═════ DATA

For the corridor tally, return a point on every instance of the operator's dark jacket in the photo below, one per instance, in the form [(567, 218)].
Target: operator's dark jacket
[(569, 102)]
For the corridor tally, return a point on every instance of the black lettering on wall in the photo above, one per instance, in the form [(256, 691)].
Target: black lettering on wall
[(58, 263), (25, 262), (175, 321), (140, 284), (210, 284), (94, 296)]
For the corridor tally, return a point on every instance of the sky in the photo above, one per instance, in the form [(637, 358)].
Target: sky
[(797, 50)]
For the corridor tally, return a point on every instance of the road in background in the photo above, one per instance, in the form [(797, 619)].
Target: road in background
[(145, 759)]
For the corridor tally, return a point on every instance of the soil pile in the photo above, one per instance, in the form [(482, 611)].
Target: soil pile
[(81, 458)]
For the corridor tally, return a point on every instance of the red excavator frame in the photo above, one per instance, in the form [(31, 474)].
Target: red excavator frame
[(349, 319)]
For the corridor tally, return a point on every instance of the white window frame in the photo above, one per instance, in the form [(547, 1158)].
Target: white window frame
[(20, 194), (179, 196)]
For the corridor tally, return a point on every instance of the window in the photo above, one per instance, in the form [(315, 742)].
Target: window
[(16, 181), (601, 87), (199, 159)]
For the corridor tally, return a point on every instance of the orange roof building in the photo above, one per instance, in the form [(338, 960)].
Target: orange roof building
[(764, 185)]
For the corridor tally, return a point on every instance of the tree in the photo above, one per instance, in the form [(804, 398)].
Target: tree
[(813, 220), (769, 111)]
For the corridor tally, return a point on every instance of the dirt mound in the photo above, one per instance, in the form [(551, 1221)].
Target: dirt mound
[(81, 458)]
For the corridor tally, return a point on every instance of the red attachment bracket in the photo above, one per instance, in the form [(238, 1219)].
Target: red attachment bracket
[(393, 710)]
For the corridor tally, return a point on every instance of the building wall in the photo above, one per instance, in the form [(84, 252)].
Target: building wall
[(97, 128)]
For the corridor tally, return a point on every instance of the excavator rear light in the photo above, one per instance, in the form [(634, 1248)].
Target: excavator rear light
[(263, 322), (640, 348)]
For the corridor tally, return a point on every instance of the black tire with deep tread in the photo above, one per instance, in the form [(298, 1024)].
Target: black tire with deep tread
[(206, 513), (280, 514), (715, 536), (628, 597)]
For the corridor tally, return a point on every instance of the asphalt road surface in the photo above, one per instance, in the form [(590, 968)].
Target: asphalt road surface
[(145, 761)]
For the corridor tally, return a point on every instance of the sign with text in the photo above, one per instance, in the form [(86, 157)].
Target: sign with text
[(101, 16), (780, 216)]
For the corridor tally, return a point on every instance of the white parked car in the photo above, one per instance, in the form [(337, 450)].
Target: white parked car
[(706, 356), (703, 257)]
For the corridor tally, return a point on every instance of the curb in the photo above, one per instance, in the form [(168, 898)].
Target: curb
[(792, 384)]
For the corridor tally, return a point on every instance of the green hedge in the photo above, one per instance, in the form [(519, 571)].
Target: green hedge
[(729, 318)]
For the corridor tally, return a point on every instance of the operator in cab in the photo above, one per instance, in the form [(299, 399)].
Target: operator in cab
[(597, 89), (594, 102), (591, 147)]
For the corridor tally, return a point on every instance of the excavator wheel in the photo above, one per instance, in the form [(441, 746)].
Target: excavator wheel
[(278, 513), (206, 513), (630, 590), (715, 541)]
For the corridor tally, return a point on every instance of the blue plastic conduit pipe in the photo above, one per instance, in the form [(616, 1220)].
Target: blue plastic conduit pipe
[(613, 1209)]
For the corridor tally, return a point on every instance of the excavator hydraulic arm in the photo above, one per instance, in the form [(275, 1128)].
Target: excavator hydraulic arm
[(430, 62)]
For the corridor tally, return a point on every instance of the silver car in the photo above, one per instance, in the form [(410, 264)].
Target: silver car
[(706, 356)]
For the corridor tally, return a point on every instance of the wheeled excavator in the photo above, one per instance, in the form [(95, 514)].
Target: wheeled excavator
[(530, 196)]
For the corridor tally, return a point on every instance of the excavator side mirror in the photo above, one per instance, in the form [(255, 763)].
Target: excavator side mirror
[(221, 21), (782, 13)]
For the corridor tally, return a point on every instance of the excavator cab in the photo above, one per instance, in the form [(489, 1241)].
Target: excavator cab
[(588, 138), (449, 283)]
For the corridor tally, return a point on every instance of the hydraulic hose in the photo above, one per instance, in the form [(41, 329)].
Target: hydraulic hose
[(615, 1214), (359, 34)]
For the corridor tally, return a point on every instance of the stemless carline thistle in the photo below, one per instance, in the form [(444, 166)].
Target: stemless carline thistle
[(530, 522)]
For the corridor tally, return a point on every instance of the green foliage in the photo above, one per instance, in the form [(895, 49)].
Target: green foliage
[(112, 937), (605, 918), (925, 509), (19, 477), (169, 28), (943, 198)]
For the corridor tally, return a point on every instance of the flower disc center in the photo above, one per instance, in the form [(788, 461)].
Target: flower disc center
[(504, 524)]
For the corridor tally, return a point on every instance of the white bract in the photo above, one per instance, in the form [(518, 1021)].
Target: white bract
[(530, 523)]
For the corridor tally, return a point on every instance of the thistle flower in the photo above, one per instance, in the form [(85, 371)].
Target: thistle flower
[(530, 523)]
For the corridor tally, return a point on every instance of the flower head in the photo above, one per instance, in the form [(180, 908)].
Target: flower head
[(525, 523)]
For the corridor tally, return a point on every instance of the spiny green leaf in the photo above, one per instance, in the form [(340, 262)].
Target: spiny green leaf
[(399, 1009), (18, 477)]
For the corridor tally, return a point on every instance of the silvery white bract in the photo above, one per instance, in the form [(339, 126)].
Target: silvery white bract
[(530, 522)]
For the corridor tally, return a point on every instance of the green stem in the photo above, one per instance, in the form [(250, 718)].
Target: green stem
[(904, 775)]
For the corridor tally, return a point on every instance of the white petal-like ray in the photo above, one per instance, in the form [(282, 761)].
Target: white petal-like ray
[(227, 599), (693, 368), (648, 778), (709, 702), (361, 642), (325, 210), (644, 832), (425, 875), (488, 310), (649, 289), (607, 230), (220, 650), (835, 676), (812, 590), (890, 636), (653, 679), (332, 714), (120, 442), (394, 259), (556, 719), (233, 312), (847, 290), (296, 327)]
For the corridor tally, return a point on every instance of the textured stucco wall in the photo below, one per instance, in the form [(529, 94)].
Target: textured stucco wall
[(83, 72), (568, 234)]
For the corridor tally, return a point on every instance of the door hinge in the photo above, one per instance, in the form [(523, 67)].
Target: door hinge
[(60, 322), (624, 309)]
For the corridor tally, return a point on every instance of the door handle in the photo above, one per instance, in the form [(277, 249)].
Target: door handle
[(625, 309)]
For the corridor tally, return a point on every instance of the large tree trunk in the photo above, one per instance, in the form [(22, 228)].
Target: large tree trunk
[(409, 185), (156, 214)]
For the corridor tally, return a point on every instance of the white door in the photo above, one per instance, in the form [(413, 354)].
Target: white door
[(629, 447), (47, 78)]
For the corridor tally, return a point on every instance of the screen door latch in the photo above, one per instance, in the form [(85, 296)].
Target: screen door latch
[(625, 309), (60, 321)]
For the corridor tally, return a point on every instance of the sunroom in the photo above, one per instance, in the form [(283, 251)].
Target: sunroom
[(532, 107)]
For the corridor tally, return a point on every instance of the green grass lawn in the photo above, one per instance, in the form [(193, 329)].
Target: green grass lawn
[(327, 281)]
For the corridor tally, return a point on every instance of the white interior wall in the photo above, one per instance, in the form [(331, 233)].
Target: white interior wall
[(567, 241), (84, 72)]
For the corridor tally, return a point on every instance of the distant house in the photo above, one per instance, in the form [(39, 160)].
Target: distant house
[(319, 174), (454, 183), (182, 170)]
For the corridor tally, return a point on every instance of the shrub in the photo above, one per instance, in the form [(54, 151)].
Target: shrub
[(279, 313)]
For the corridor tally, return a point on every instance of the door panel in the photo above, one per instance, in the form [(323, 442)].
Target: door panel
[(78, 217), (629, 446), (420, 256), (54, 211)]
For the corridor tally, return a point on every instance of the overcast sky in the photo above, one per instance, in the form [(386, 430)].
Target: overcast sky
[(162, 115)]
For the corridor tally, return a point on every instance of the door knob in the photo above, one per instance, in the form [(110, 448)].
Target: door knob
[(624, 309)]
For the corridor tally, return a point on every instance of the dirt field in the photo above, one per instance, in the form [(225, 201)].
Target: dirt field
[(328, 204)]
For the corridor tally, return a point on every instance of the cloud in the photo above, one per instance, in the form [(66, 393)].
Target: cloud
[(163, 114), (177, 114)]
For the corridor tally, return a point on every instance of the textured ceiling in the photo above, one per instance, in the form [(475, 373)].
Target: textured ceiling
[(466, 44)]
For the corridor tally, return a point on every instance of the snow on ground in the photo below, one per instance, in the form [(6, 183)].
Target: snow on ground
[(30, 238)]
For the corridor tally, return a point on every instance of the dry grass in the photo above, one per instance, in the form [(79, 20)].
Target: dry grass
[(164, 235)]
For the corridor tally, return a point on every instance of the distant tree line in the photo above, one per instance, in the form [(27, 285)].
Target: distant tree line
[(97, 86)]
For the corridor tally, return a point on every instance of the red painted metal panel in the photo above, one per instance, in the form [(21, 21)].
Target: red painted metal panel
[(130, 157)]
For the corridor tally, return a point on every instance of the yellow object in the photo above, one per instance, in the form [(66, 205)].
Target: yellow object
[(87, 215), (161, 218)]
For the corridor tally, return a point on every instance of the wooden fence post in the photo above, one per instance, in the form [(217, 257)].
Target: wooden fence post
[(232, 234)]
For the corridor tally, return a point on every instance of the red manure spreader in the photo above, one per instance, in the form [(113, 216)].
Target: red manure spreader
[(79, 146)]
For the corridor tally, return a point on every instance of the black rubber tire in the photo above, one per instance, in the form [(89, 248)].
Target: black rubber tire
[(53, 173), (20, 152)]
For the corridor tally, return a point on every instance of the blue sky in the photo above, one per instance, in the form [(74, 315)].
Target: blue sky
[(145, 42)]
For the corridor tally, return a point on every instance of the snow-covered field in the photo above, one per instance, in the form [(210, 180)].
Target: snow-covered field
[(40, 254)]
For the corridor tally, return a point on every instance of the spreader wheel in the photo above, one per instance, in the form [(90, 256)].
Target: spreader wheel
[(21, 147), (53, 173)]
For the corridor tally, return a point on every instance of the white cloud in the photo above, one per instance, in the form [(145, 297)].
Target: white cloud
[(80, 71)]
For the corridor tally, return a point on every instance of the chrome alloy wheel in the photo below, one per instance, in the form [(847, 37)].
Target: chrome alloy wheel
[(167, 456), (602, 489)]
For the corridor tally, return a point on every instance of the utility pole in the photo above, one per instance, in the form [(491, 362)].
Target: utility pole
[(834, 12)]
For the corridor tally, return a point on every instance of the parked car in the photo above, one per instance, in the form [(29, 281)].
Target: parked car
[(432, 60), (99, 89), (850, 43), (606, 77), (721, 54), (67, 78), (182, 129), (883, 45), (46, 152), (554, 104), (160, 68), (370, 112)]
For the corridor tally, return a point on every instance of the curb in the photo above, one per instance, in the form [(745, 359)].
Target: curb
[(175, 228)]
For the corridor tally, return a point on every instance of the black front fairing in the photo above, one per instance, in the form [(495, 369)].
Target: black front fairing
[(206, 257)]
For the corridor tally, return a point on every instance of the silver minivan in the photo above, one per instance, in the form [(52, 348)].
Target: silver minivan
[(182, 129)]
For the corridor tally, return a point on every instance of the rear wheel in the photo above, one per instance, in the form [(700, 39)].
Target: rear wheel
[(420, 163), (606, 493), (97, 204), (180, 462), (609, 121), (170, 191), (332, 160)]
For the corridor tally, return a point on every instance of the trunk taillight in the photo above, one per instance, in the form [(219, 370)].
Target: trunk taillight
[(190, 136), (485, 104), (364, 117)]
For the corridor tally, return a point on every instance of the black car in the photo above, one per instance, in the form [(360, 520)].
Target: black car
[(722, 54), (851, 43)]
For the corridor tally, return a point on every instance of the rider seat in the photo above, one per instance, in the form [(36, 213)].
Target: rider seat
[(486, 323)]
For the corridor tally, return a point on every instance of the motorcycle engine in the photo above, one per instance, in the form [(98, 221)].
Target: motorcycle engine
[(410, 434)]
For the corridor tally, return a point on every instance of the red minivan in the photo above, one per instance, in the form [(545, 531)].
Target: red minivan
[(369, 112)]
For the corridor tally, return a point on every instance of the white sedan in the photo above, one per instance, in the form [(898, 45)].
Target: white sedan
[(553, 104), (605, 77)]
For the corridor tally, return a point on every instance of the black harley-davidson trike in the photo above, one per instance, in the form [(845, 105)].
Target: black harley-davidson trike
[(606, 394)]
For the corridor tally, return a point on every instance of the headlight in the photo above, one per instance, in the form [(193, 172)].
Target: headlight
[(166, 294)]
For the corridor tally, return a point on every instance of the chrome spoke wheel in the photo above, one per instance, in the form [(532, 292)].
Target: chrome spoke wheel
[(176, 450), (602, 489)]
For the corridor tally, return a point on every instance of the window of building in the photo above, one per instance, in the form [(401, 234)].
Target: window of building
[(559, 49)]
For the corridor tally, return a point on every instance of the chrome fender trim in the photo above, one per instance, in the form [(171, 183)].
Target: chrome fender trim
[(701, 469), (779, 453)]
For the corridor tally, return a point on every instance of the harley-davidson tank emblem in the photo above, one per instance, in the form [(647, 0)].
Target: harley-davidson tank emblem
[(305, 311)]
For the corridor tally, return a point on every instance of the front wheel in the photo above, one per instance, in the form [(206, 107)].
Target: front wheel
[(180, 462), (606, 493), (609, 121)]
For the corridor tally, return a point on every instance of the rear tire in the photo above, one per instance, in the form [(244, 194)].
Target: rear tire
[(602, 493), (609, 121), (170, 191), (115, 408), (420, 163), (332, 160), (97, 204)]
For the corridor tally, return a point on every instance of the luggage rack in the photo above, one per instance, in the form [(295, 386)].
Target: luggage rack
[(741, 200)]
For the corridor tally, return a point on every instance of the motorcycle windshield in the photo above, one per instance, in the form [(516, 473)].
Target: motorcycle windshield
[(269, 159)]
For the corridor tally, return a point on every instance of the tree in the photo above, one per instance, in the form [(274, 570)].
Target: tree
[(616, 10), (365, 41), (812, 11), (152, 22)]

══════════

### WHAT YOU SHOULD DO
Express the material above as a two-column CSV with the columns "request" and "answer", covering only the lines from the one containing "form [(529, 94)]." through the one containing "[(567, 241), (84, 72)]". Give one row per request with its answer, each in a single quoted field with line breaks replaced by spaces.

### ANSWER TO THE TASK
request,answer
"For the corridor tally, return a point on every instance of the textured stucco wall in the photo below, one per instance, in the form [(529, 94)]. Target: textured stucco wall","[(83, 72), (568, 234)]"
"For the corridor tally, return a point on every instance of the door hinge in the photo above, one per instance, in the form [(523, 67)]. Target: door hinge","[(60, 322), (624, 309)]"
"For the corridor tally, return a point on every instance of the door handle in the photo above, one per instance, in the form [(277, 249)]. Target: door handle","[(625, 309)]"
"For the corridor tally, return a point on every instance of the large tree trunk in the photo above, one per instance, in the form [(22, 228)]. Target: large tree trunk","[(409, 185), (156, 214)]"
"For the corridor tally, return a point on every instance of the white door in the photo above, one per instance, in the form [(413, 354)]. Target: white door","[(629, 447), (47, 78)]"
"For the corridor tally, return a point on every instance of the screen door latch in the photo above, one per instance, in the form [(85, 296)]. Target: screen door latch","[(625, 309), (60, 321)]"
"For the corridor tally, return a point on every instance of the sunroom in the photo above, one per instance, in the form [(283, 251)]. Target: sunroom","[(532, 107)]"
"For the corridor tally, return a point on every instance of the green grass lawn in the photo above, one per instance, in the form [(193, 329)]. Target: green grass lawn","[(327, 281)]"
"For the corridor tally, return a point on every instance of the white interior wall in the photo above, one per instance, in the form [(331, 233)]. Target: white interior wall","[(567, 241), (84, 72)]"